• **Extracted data entries**:
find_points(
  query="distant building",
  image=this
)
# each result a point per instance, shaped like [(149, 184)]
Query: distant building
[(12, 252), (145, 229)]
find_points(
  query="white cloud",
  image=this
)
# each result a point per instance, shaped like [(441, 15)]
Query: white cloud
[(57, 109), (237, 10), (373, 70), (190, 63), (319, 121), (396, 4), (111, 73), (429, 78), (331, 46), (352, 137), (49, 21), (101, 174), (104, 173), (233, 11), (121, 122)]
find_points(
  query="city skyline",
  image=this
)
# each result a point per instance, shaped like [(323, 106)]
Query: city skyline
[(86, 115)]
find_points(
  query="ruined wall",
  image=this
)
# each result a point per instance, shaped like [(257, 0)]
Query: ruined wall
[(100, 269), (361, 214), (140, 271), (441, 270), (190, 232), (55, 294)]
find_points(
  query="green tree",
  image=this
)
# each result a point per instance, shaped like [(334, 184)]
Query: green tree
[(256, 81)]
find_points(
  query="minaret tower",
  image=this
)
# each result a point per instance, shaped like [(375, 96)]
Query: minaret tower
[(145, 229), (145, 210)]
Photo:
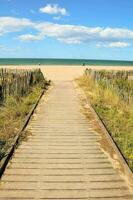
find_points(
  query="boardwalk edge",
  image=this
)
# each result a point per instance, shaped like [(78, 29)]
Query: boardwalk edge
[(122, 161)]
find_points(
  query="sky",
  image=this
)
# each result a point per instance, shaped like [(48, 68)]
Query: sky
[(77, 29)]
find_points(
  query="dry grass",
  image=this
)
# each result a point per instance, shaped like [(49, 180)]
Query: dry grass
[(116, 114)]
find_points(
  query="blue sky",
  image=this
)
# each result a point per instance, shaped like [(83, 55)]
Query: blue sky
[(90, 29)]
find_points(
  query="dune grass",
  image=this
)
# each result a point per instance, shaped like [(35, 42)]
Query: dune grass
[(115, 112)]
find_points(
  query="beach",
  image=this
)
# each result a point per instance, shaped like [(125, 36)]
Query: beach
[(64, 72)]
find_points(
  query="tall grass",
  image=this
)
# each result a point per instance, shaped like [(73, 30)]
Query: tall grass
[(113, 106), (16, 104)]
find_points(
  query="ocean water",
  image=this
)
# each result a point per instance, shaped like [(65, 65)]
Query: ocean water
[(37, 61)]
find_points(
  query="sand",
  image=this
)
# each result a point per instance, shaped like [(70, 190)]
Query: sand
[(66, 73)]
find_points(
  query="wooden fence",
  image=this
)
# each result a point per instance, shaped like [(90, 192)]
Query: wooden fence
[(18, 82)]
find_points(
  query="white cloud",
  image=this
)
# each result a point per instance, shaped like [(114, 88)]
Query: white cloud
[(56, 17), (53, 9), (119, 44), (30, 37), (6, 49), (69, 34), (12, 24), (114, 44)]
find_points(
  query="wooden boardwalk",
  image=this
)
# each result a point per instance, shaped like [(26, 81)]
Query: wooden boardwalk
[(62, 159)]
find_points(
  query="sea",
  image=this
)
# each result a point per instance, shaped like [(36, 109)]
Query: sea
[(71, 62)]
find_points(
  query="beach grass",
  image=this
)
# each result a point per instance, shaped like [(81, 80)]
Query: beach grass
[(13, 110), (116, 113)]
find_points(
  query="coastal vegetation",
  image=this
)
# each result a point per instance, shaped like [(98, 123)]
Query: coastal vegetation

* * *

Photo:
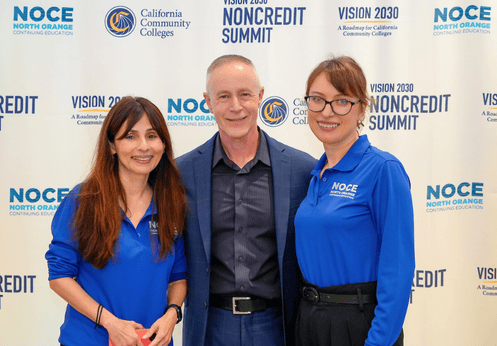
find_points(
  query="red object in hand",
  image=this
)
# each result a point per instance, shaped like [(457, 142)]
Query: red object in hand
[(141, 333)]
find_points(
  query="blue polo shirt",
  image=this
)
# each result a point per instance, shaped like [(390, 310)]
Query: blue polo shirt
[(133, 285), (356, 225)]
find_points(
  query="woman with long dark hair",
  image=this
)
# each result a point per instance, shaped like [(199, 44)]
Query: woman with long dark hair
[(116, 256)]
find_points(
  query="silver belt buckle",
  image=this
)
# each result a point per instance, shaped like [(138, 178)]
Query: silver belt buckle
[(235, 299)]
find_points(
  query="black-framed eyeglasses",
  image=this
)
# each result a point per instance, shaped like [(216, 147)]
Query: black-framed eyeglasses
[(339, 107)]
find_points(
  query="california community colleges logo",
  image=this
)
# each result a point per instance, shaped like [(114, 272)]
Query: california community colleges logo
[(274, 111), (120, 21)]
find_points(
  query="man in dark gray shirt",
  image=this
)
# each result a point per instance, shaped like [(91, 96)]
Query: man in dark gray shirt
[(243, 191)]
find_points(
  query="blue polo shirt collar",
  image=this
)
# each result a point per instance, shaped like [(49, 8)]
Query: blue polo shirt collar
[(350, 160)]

* * *

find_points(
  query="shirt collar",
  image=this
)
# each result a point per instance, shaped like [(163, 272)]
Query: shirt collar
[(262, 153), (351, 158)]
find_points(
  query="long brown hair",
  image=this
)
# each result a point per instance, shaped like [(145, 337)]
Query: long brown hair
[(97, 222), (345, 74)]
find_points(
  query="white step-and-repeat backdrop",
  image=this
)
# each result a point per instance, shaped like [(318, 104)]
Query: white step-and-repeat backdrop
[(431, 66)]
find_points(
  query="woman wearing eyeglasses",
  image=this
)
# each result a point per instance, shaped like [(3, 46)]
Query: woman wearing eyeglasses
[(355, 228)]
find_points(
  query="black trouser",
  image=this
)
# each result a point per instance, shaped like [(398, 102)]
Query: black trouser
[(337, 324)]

• **Your goal**: Count the lines in the items above that contain the word "fence", treating uppercase and lowercase as different, and give only the number.

• **Written reply**: 2